LISTED RECORDS:
::::
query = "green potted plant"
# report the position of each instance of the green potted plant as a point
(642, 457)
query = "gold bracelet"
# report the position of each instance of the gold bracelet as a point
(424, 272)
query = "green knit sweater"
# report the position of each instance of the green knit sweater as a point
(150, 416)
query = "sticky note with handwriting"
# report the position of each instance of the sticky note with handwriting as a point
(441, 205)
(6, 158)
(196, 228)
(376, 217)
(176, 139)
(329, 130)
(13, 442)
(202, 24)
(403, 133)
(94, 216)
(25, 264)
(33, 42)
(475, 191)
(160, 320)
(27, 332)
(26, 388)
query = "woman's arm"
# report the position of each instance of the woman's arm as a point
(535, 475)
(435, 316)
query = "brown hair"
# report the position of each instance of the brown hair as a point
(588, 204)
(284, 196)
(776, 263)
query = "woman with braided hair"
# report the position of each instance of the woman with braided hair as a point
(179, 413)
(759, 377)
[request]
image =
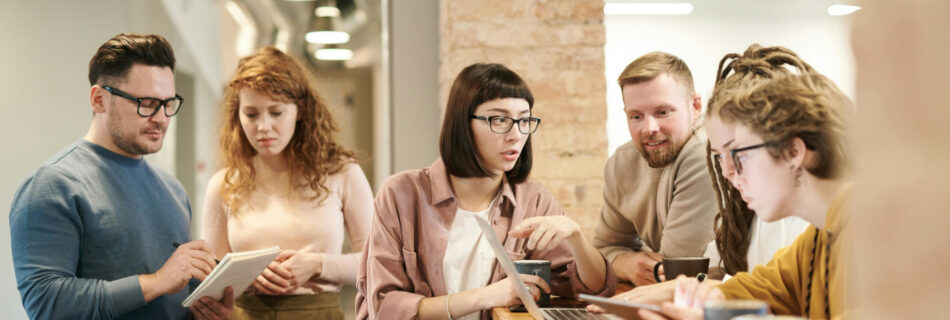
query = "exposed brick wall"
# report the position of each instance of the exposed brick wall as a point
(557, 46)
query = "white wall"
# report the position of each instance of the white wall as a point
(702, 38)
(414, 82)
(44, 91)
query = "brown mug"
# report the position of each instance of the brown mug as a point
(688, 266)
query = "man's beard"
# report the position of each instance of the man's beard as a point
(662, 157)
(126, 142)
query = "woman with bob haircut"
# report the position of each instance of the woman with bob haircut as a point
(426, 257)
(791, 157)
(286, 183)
::::
GIVEN PROBLEM:
Make an exact copy of all the material, but keep the pictures out of it.

CORRECT OUTPUT:
query = "green potted plant"
# report the position of each instance of the green potted plant as a point
(642, 457)
query = "gold bracelet"
# report the position of each instance of the gold bracelet as a point
(424, 272)
query = "green knit sweater"
# report the position of each instance of the green knit sweater as a point
(150, 416)
query = "sticky note with handwriting"
# report the position of each instance of the sticky note with handwriting as a point
(441, 205)
(6, 158)
(196, 228)
(376, 217)
(176, 139)
(329, 130)
(13, 442)
(202, 24)
(403, 133)
(94, 216)
(25, 264)
(33, 42)
(475, 191)
(160, 320)
(27, 332)
(26, 388)
query = "woman's arm"
# report the position of each instance of the woman's arm as a point
(535, 475)
(435, 316)
query = "brown hair"
# report the position of each instance of the brown hair as a point
(588, 204)
(284, 196)
(776, 263)
query = "woman with braided hair"
# report the position of each instance of the woman with braided hair as a point
(179, 413)
(759, 377)
[request]
image =
query = "exposed brick wall"
# report the position of each instance of the exposed brick wall as a point
(557, 46)
query = "white wall"
# report the position of each instance of the white wall as a point
(702, 38)
(414, 82)
(44, 91)
query = "brown mug"
# report the position of each instance of the brown mug as a point
(688, 266)
query = "man's beard"
# report the position of each instance of the man's beard as a point
(662, 157)
(126, 142)
query = "woman with bob haircut"
# report the position of each instance of the woman with bob haircut as a point
(426, 257)
(791, 157)
(286, 183)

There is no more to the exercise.